■ **INPUT MATERIAL**
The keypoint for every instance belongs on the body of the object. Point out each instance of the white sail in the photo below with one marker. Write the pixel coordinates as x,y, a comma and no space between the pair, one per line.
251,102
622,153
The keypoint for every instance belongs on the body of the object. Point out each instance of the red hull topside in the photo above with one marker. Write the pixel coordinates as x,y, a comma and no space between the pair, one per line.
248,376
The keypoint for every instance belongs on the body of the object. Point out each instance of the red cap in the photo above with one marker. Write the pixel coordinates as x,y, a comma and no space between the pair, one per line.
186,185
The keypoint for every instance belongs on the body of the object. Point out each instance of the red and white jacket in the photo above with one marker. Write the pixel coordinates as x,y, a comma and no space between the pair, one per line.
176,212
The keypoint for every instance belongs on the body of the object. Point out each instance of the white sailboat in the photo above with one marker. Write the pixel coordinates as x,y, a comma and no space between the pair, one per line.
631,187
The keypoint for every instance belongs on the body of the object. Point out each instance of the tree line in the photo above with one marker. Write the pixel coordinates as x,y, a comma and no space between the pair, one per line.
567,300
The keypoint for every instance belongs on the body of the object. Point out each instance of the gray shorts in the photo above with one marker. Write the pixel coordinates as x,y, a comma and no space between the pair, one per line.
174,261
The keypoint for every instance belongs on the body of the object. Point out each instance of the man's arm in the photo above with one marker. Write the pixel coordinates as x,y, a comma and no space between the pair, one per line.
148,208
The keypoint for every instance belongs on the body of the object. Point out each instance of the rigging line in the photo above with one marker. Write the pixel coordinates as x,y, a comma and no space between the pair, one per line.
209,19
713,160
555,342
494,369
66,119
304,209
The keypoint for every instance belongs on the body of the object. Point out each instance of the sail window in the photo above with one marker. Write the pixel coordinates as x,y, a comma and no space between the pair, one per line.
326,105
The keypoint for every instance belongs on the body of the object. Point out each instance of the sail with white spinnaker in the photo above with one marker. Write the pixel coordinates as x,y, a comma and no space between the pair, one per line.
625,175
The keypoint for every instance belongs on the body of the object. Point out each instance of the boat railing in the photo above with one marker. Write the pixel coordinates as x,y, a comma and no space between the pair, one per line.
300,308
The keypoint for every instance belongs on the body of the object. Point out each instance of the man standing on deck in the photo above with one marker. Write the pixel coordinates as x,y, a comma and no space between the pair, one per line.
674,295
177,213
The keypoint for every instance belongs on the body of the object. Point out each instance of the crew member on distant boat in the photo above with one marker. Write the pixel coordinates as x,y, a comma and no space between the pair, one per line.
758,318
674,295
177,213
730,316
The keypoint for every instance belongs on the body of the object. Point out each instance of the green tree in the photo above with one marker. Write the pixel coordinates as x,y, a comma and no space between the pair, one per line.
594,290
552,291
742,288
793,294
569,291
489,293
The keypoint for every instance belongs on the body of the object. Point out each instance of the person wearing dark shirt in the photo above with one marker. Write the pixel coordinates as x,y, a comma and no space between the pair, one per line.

■ **WHAT IS REQUIRED**
Copy down the material exactly as written.

■ **OUTPUT OF THE EXERCISE**
The keypoint for every instance belongs on the body of the object. Point out each instance of the white sail in the photo below with one marker. Write the pixel coordinates as x,y, a comma and no space between the pair, one per line.
251,102
622,153
The keypoint for every instance belongs on the body of the object. Point out each instance of the red hull topside in the photo above with one marker. Write the pixel coordinates as x,y, a comma and no space between the pair, one per line.
248,376
The keypoint for every instance belongs on the body of the object. Point out each instance of the red cap in the photo above with one marker. Write the pixel coordinates as x,y, a comma and no space between the pair, one per line.
186,185
The keypoint for every instance belongs on the body of the object. Point out each instance of the red and white jacket in the photo above with one marker. Write the pixel coordinates as x,y, a comma and no space between the pair, one per line.
176,212
The keypoint for every instance belongs on the body of the object. Point out each instance of the white sailboat in the photo above with one marker. Write the pixel coordinates as x,y, a comma and no space between the pair, one per line.
631,187
The keypoint for every instance belongs on the body of the object. Point out each instance of the tree line in the photo above with one marker. Write the pixel coordinates as x,y, a comma and no space between the pair, one per line.
567,300
The keypoint for every instance belongs on the body of the object. Point out each instance of the gray shorts in the photo above with one marker. Write the pixel coordinates as x,y, a comma and no space between the pair, one per line.
174,261
The keypoint for every instance belongs on the body of the object. Point out each instance of the man's arm in the photo above with one marker. Write the pixel coordinates as x,y, a comma and no space between the pair, one per line.
148,208
The keypoint for every instance belongs on the body of the object. Point out each instance of the rigging line in the photo above with one marker. Write the pixel coordinates as x,y, a comma and no space between the pair, one per line.
209,19
713,160
555,342
494,369
66,119
304,209
The keypoint for every instance belongs on the body of the object. Point out each instance of the sail window in the photo above with one marker. Write the pixel coordinates as x,y, a comma and no space between the pair, one per line.
326,105
The keypoint for every instance belongs on the body of the object. Point out each instance of the sail with white spinnaker in the photo above with one marker. Write the pixel coordinates as x,y, a comma and no space between the pair, one per line.
625,175
The keypoint for every instance belongs on the body of the object. Point out each instance of the boat railing in the photo above with one marker. Write the pixel coordinates as x,y, a comma and no space between the pair, one per line.
300,308
The keypoint for every instance belongs on the body of the object. Point out each instance of the man standing on deck in the photo above with one marker. Write the pixel coordinates as x,y, a comma and no space between the pair, one per line.
674,295
177,213
The keypoint for every instance belongs on the body of the object. Point out each instance of the crew member on distant boat in the photo above with one marker. Write the pixel coordinates as x,y, a comma and no space between the pair, one per line.
758,318
674,295
177,213
730,316
The keypoint for every instance belongs on the body of the object. Point out each instance of the green tree in the photo above with one marker. Write the pixel coordinates as x,y, a comma and no space between the pair, one per line.
594,290
552,291
742,288
793,294
569,291
489,293
The keypoint for every instance belongs on the body of the object. Point out each instance of the person wearing dark shirt in the photo above with one marker. Write the pixel coordinates as x,y, a comma and no space between the pair, one per line.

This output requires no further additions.